◆ **To do**
[1] In the article on safety data sheet updates, can you turn the paragraph beginning "The study, which analysed" into a short bulleted list that keeps its main facts?
[2] What lengths of time does the article on safety data sheet updates mention? List them all.

◆ **Document section**

—————

Two-thirds of safety data sheets containing newly flagged hazardous substances have never been revised, according to the first systematic analysis of REACH Candidate List compliance behaviour
The chemical supply chain is taking an average of 20 months to update safety data sheets after the European Chemicals Agency officially designates a substance as being of very high concern, according to new research published by SDS Manager, a safety data sheet management platform with access to documents from more than 2,800 active commercial suppliers.
The study, which analysed 8,611 safety data sheets and substance combinations across Candidate List additions from the past five years, found that 61.6% of affected documents have never been revised since their substance was added to ECHA's Candidate List. Among the minority that were updated, the median delay between the official ECHA publication date and the document revision was 609 days.
Article 33 of the REACH Regulation requires suppliers of articles containing Substances of Very High Concern above a concentration of 0.1% by weight to communicate that information to downstream users without delay. The regulation does not specify a fixed number of days. The data suggests that in practice, "without delay" has meant nearly two years for those who respond at all, and nothing for the majority who do not.

—————

(Point annotation dataset records)
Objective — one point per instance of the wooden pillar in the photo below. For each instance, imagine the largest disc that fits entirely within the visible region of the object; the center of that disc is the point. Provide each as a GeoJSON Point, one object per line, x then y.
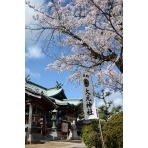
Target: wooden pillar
{"type": "Point", "coordinates": [30, 123]}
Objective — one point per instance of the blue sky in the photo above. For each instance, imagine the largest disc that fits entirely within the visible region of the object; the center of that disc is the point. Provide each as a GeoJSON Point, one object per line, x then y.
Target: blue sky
{"type": "Point", "coordinates": [36, 62]}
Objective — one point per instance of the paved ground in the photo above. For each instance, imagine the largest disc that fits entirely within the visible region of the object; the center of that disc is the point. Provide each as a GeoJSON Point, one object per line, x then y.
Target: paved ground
{"type": "Point", "coordinates": [56, 144]}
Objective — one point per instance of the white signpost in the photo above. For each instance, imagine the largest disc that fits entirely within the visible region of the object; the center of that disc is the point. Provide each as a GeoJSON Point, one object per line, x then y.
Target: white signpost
{"type": "Point", "coordinates": [89, 107]}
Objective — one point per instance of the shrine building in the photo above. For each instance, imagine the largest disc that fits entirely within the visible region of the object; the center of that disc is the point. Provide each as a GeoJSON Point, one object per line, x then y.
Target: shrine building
{"type": "Point", "coordinates": [49, 114]}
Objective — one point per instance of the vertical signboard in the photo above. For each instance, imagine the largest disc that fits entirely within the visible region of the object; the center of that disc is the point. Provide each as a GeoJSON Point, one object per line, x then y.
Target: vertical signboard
{"type": "Point", "coordinates": [88, 97]}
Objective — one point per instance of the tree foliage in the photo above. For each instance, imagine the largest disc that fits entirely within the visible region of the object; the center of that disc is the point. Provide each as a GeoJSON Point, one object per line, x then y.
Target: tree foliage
{"type": "Point", "coordinates": [91, 135]}
{"type": "Point", "coordinates": [108, 108]}
{"type": "Point", "coordinates": [93, 32]}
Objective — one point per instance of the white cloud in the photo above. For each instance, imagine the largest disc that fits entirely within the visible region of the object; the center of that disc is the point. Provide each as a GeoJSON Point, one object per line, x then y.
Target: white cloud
{"type": "Point", "coordinates": [34, 53]}
{"type": "Point", "coordinates": [32, 74]}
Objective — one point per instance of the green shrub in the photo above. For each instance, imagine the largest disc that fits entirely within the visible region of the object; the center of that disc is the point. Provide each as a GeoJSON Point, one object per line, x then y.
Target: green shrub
{"type": "Point", "coordinates": [90, 135]}
{"type": "Point", "coordinates": [113, 131]}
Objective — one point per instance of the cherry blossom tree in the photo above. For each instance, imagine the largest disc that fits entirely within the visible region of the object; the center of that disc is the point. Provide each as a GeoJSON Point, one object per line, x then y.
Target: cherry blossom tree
{"type": "Point", "coordinates": [93, 32]}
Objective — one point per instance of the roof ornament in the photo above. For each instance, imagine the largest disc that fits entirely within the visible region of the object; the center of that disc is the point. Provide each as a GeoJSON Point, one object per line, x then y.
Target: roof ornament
{"type": "Point", "coordinates": [58, 85]}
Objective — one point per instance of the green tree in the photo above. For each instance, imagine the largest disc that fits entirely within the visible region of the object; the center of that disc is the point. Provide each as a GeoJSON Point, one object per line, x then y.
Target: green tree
{"type": "Point", "coordinates": [108, 108]}
{"type": "Point", "coordinates": [113, 131]}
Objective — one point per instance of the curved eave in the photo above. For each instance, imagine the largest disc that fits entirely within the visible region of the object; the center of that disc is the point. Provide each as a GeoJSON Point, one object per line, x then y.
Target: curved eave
{"type": "Point", "coordinates": [74, 102]}
{"type": "Point", "coordinates": [41, 96]}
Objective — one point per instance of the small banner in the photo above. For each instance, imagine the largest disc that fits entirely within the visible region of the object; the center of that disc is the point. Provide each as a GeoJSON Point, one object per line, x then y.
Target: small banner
{"type": "Point", "coordinates": [89, 107]}
{"type": "Point", "coordinates": [64, 127]}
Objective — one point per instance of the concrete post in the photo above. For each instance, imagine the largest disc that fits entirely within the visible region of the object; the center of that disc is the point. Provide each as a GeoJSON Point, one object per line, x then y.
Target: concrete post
{"type": "Point", "coordinates": [30, 123]}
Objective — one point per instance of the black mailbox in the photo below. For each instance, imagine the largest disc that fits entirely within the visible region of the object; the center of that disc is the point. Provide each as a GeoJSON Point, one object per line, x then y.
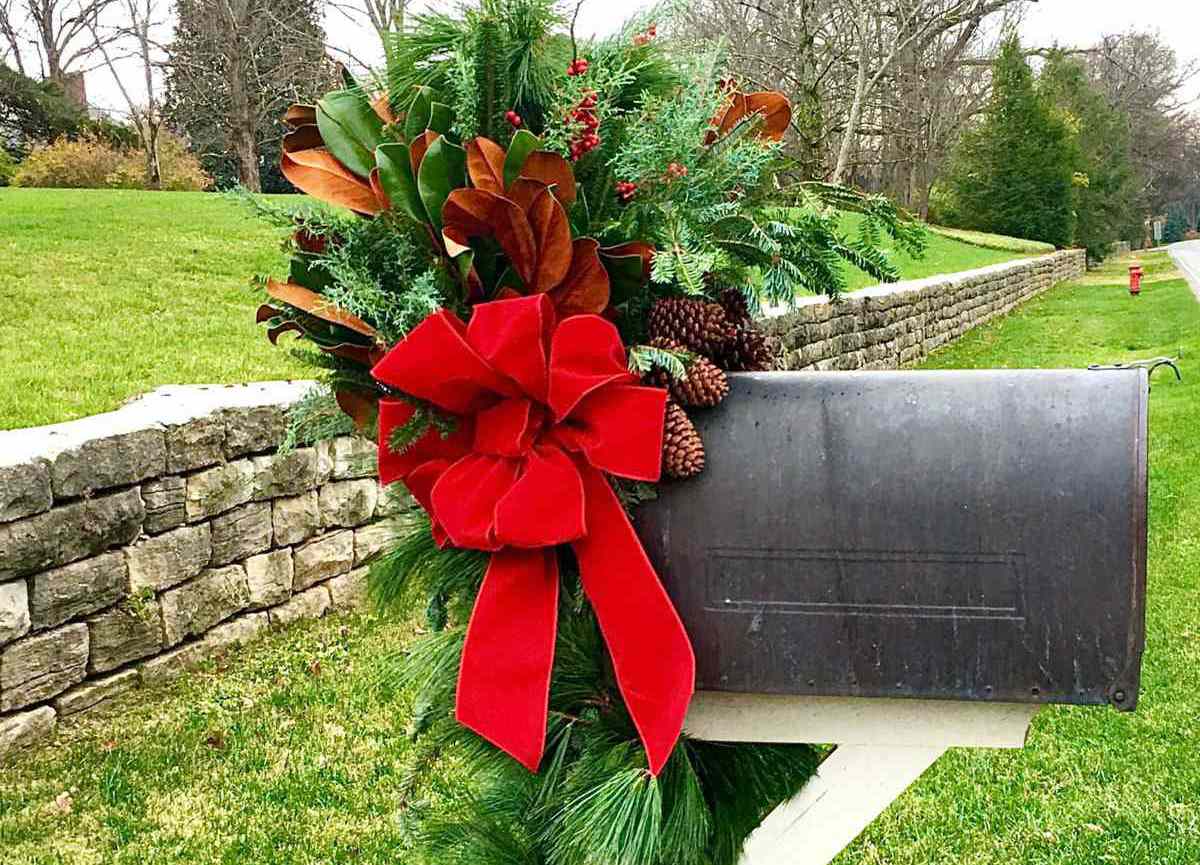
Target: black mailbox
{"type": "Point", "coordinates": [957, 535]}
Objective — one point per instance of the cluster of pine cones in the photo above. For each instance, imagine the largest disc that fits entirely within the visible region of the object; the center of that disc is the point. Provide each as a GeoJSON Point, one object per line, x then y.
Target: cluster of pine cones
{"type": "Point", "coordinates": [723, 337]}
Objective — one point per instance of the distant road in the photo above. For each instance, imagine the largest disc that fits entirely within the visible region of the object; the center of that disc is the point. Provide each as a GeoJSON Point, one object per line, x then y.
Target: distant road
{"type": "Point", "coordinates": [1187, 258]}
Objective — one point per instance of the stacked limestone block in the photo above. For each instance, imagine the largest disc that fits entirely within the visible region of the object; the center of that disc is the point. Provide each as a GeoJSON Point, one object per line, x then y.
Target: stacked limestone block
{"type": "Point", "coordinates": [136, 544]}
{"type": "Point", "coordinates": [891, 326]}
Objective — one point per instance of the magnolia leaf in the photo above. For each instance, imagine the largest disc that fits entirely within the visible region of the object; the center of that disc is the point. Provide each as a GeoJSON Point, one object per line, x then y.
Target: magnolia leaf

—————

◆ **Solutions to the problems**
[1]
- Scope: 8,611 safety data sheet and substance combinations, drawn from Candidate List additions over the past five years
- Never revised: 61.6% of affected documents since their substance was added to ECHA's Candidate List
- Revised documents: a median delay of 609 days between the ECHA publication date and the document revision

[2]
- 20 months
- five years
- 609 days
- nearly two years